* [Extracto de la fuente]
+===+

Así que Carvajal recurrió a una vieja conocida de los monarcas ilustrados: la lotería. Pero esta vez, adaptada a los nuevos tiempos. Más simple, más directa, más accesible. En lugar del sistema complejo de apuestas napolitanas de la Primitiva, se optó por algo más sencillo: numeración fija y sorteos con papeletas impresas. Todo el mundo entendía cómo funcionaba: tú compras un número y si sale, te toca.

Y así, el 4 de marzo de 1812, en la ciudad sitiada de Cádiz, se celebró el primer sorteo de esta nueva Lotería Nacional. Fue un acontecimiento modesto, casi doméstico, pero cargado de simbolismo: en medio de la guerra, el Estado apostaba por un poco de orden, un poco de fe… y un mucho de recaudación.

El primer sorteo navideño

Pocos meses después, el 18 de diciembre de 1812, se celebró el primer sorteo de Navidad de la historia. Sí, en Cádiz. Muy lejos todavía del Teatro Real y del salón de sorteos de la Lotería Nacional, pero con la misma esencia que conocemos hoy: un premio extraordinario, de carácter anual, celebrado en diciembre y cargado de ilusión popular.

Y aquí es donde aparece por primera vez el "terno", esa palabra casi mágica que siglos después evolucionaría hasta convertirse en el “Gordo”. El número agraciado fue el 03604, y el premio: 8.000 pesos fuertes, algo así como 64.000 reales, que era, para la época, una suma desorbitada. Aquel que hubiera pagado los 40 reales que costaba el billete podía pasar, literalmente, de la pobreza al acomodo burgués de la noche a la mañana.

Una inversión con alma de milagro

Para hacernos una idea: un jornalero en aquella España desangrada por la guerra ganaba entre 4 y 6 reales diarios. Eso quiere decir que un billete de lotería costaba más de una semana de trabajo. Y sin embargo, se compraban. Se compartían. Se jugaban en grupo. Porque incluso en medio del horror, el ser humano necesita creer que todo puede cambiar con una simple papeleta.

+===+

* [Datos almacenados]
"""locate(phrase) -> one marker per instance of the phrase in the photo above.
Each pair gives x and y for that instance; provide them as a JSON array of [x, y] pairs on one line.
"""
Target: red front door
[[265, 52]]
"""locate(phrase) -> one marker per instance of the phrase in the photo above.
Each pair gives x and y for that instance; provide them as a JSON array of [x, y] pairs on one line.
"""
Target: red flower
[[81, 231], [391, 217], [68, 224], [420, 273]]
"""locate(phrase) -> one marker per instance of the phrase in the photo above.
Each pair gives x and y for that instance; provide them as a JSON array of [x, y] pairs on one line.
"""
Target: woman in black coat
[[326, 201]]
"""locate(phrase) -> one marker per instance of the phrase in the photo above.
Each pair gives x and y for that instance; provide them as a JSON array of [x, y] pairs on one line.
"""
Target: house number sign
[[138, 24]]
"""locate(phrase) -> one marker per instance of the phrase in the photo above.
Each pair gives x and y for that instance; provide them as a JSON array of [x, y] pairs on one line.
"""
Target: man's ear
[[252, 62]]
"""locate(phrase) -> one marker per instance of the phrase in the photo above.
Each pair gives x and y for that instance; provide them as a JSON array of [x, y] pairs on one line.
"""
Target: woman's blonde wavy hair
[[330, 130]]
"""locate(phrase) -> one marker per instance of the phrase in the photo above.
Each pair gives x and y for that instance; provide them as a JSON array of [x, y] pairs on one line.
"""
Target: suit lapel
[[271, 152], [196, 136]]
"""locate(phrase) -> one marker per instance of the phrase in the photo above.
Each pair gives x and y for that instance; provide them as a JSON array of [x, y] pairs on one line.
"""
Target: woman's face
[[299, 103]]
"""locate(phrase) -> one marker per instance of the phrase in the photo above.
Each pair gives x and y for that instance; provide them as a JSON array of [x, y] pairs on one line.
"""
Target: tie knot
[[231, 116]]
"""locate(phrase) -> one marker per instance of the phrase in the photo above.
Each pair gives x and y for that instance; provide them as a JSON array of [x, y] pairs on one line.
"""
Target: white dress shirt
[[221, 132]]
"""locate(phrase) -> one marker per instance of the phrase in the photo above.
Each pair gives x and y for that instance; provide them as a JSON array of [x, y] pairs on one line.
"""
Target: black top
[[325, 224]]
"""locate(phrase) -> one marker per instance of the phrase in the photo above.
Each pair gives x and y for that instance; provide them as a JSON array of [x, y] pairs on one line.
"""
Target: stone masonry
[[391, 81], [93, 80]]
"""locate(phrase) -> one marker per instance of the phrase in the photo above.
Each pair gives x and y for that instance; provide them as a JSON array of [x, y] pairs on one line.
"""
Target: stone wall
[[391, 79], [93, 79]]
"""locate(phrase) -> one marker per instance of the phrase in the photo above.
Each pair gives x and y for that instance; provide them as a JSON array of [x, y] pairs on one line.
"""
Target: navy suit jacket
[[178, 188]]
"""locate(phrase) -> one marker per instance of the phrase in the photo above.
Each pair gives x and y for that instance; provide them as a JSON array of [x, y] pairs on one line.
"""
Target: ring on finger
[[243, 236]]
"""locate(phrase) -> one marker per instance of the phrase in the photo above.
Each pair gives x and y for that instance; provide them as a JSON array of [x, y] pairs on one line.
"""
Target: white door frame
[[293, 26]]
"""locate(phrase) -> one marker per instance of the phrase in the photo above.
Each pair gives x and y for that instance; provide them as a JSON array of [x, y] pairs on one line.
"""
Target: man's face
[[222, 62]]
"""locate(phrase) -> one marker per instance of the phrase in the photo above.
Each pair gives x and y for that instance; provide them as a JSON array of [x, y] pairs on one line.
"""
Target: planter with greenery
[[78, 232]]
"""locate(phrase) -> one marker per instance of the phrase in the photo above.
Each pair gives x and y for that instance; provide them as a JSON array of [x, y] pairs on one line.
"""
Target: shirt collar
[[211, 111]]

+===+

* [Instrucciones]
A: Transcribe, por favor, el tramo del texto sobre la Lotería Nacional que va desde "Y aquí es donde" hasta "una simple papeleta.".
B: Según el texto sobre la Lotería Nacional, ¿qué número resultó agraciado en el primer sorteo de Navidad?
Los ítems no tienen ningún papel en esto.

* [Respuestas por tarea]
A:
Y aquí es donde aparece por primera vez el "terno", esa palabra casi mágica que siglos después evolucionaría hasta convertirse en el “Gordo”. El número agraciado fue el 03604, y el premio: 8.000 pesos fuertes, algo así como 64.000 reales, que era, para la época, una suma desorbitada. Aquel que hubiera pagado los 40 reales que costaba el billete podía pasar, literalmente, de la pobreza al acomodo burgués de la noche a la mañana.

Una inversión con alma de milagro

Para hacernos una idea: un jornalero en aquella España desangrada por la guerra ganaba entre 4 y 6 reales diarios. Eso quiere decir que un billete de lotería costaba más de una semana de trabajo. Y sin embargo, se compraban. Se compartían. Se jugaban en grupo. Porque incluso en medio del horror, el ser humano necesita creer que todo puede cambiar con una simple papeleta.

B: El 03604.